■ VORGEGEBENE AUFGABE A
An welcher Küste Irlands liegt Dingle laut dem Text über den Delfin von Dingle?

Das Wunder von Dingle

Vor 23 Jahren tauchte ein wilder Delfin in der Bucht von Dingle auf, und eine kleine irische Stadt fand ihre große Liebe

Eines Tages kam der Regenschirmmann nach Dingle und gackerte im Meer. Er schwamm hinaus in die Bucht, öffnete den Schirm und ließ ihn über seinem Kopf kreisen. Dabei imitierte er die Laute eines Huhnes. Andere schlugen Steine aneinander, schleppten ihr Didgeridoo an den Strand und bliesen aus Leibeskräften. Manche tauchten das Didgeridoo sogar in den Atlantik, wegen der Schallwellen unter Wasser. Sie spielten Harfe, sie spielten Flöte, sie nahmen aufgeblasene rosa Panter mit ins Meer, sie rüsteten sich aus mit Paddeln und Besen. Alle wollten sie nur eines: die Aufmerksamkeit dieses wilden Tieres erregen, das seit 23 Jahren in der Bucht von Dingle lebt. Big Fish nennen die Einheimischen den Delfin liebevoll. Und wenn die Touristen tadelnd korrigieren, kein Fisch, ein Säugetier sei der Delfin, grinsen sie und sagen: „Ach, wirklich?“

Dingle, eine kleine Stadt an der Westküste Irlands, umgeben von grünem, gewelltem, baumlosem Land, liegt auf jener Halbinsel, die wie ein Finger in den Atlantik ragt. Weiter westlich kann man in Europa nicht kommen. Mehr Idylle geht nicht: bunte Häuser in der Bucht, steinerne Kirche auf dem Hügel, Fischernetze an der Mole, Leuchtturm auf der Klippe und am Hafen ein bronzener Delfin, der aussieht, als würde er lauthals lachen. Ein freundlicher Delfin, ganz wie das Original.

Annotationsdaten zur Objektlokalisierung:
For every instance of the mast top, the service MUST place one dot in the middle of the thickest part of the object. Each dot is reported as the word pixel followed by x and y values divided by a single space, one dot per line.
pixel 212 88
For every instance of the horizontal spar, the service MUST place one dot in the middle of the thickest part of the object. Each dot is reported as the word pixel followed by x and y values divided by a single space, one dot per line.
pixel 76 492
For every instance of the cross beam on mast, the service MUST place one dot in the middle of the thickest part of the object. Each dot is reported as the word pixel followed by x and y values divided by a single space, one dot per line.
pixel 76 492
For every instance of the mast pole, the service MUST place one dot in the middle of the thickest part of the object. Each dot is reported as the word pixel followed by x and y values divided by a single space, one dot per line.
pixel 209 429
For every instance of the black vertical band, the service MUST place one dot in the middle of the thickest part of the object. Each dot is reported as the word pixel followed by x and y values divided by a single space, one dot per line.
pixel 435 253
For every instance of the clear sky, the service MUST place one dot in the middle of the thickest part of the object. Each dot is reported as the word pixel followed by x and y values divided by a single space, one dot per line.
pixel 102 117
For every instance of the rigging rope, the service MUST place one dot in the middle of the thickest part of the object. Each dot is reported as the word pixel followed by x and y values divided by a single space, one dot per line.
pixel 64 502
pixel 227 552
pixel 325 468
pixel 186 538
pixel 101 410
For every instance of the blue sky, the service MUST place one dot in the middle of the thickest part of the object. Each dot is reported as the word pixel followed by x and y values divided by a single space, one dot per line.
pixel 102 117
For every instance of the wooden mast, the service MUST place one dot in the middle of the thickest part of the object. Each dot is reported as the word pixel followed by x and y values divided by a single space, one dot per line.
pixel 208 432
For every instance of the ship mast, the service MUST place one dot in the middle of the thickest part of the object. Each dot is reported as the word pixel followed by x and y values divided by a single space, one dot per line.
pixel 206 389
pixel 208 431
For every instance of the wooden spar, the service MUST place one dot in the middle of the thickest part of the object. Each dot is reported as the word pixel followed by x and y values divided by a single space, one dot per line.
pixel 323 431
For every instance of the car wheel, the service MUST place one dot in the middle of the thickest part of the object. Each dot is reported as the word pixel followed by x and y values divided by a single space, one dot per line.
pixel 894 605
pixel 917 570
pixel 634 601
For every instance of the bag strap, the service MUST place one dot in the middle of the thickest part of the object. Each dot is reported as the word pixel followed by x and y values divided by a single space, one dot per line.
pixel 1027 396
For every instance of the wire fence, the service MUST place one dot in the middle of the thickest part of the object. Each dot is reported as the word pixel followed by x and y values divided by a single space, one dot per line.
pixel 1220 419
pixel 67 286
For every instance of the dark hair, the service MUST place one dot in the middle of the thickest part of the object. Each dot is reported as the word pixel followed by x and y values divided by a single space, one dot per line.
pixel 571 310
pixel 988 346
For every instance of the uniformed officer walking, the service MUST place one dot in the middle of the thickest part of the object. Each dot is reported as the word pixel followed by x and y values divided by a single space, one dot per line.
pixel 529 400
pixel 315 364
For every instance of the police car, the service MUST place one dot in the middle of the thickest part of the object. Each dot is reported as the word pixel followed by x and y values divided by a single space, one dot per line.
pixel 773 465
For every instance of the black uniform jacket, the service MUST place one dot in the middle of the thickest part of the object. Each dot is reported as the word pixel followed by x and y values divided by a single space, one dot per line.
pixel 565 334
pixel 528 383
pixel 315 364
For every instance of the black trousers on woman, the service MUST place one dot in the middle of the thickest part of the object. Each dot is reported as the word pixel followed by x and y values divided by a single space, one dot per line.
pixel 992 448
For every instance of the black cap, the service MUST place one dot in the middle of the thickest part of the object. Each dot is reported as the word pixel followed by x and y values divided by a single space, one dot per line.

■ VORGEGEBENE AUFGABE B
Ordnen Sie die Zeilen der Einträge von der Zeile mit „For every instance of the mast pole, the“ bis zur Zeile mit „pixel 323 431“, beide eingeschlossen, als Markdown-Tabelle mit den Spalten Nr und Zeile an. Lassen Sie leere Zeilen weg.

■ FERTIGE ANTWORT A
An der Westküste Irlands.

■ FERTIGE ANTWORT B
| Nr | Zeile |
|---|---|
| 1 | For every instance of the mast pole, the service MUST place one dot in the middle of the thickest part of the object. Each dot is reported as the word pixel followed by x and y values divided by a single space, one dot per line. |
| 2 | pixel 209 429 |
| 3 | For every instance of the black vertical band, the service MUST place one dot in the middle of the thickest part of the object. Each dot is reported as the word pixel followed by x and y values divided by a single space, one dot per line. |
| 4 | pixel 435 253 |
| 5 | For every instance of the clear sky, the service MUST place one dot in the middle of the thickest part of the object. Each dot is reported as the word pixel followed by x and y values divided by a single space, one dot per line. |
| 6 | pixel 102 117 |
| 7 | For every instance of the rigging rope, the service MUST place one dot in the middle of the thickest part of the object. Each dot is reported as the word pixel followed by x and y values divided by a single space, one dot per line. |
| 8 | pixel 64 502 |
| 9 | pixel 227 552 |
| 10 | pixel 325 468 |
| 11 | pixel 186 538 |
| 12 | pixel 101 410 |
| 13 | For every instance of the blue sky, the service MUST place one dot in the middle of the thickest part of the object. Each dot is reported as the word pixel followed by x and y values divided by a single space, one dot per line. |
| 14 | pixel 102 117 |
| 15 | For every instance of the wooden mast, the service MUST place one dot in the middle of the thickest part of the object. Each dot is reported as the word pixel followed by x and y values divided by a single space, one dot per line. |
| 16 | pixel 208 432 |
| 17 | For every instance of the ship mast, the service MUST place one dot in the middle of the thickest part of the object. Each dot is reported as the word pixel followed by x and y values divided by a single space, one dot per line. |
| 18 | pixel 206 389 |
| 19 | pixel 208 431 |
| 20 | For every instance of the wooden spar, the service MUST place one dot in the middle of the thickest part of the object. Each dot is reported as the word pixel followed by x and y values divided by a single space, one dot per line. |
| 21 | pixel 323 431 |